Saved data entries

::::

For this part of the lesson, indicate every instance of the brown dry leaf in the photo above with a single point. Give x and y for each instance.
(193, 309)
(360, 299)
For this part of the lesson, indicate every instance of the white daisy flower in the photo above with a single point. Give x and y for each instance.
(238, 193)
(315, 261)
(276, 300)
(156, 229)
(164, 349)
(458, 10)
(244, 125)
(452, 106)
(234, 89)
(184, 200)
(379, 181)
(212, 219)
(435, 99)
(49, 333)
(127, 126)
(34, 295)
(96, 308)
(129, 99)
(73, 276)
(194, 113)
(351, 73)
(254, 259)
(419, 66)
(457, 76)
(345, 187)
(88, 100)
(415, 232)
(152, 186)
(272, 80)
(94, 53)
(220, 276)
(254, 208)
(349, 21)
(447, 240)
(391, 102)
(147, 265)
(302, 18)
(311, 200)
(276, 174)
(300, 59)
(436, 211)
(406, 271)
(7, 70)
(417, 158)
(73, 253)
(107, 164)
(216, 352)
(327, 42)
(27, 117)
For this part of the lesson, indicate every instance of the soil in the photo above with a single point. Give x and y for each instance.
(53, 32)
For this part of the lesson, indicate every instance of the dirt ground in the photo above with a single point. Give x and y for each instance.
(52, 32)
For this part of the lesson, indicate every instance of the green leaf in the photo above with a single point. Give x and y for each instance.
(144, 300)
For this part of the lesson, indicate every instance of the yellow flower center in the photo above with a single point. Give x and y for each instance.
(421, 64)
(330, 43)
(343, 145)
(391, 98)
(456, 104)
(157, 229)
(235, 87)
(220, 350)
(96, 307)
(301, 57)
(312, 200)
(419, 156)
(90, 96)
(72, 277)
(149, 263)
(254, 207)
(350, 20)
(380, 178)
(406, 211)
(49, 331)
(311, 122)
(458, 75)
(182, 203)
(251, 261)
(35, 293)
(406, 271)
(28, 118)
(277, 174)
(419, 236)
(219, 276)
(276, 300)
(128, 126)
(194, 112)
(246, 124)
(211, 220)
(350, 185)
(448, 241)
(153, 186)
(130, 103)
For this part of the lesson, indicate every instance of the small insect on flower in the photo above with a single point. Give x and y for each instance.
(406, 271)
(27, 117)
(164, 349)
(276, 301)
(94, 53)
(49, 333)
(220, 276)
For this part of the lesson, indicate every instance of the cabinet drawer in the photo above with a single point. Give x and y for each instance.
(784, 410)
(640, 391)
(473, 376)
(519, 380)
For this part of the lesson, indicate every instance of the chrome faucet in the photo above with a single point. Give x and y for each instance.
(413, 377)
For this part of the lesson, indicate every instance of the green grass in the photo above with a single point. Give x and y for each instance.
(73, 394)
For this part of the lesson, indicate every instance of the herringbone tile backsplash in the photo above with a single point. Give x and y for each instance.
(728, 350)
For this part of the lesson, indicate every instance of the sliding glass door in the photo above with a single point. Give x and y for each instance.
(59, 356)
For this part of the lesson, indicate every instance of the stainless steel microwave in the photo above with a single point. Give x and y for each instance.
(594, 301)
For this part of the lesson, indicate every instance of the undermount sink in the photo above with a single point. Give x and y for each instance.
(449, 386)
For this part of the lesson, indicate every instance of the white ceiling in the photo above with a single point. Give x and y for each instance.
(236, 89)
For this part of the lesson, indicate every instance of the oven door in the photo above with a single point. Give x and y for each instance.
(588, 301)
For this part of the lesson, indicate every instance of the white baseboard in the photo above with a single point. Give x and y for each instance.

::::

Everything from the line with "of the cabinet" to the end of the listing above needs to be duplicated exactly, both end lines included, with nothing more.

- _WRITTEN RESPONSE_
For this part of the lesson, indicate every instance of the cabinet drawer in the photo above with a single point. Give x and y for each instance.
(784, 410)
(640, 391)
(473, 376)
(519, 380)
For this part of the lesson, indicate every instance of the chrome faucet in the photo above with a single point. Give x and y for each instance.
(413, 377)
For this part of the lesson, indicate every instance of the green grass in the photo above with a single point. Give x and y for each instance.
(73, 394)
For this part of the lesson, indicate every instance of the herringbone tile backsplash in the photo above with a single point. Give x and y for each instance.
(728, 350)
For this part of the lesson, indicate every instance of the sliding glass door in the photo above with a single point. Give x and y for each instance.
(59, 356)
For this part of the lesson, indicate every instance of the stainless steel microwave in the photo above with a single point. Give x and y for each instance.
(594, 301)
For this part of the lesson, indicate every instance of the undermount sink in the photo above with a single point. Give x and y for each instance.
(449, 386)
For this part of the lesson, indicate every instance of the white ceiling in the photo above with a single point. Give x and y for each instance.
(236, 89)
For this part of the lesson, indicate every instance of the oven door in the photo above with a single point. Give x and y for each instance.
(588, 301)
For this part of the lesson, indicate every instance of the white baseboard in the photo above with a single point. Give x and y for each instance.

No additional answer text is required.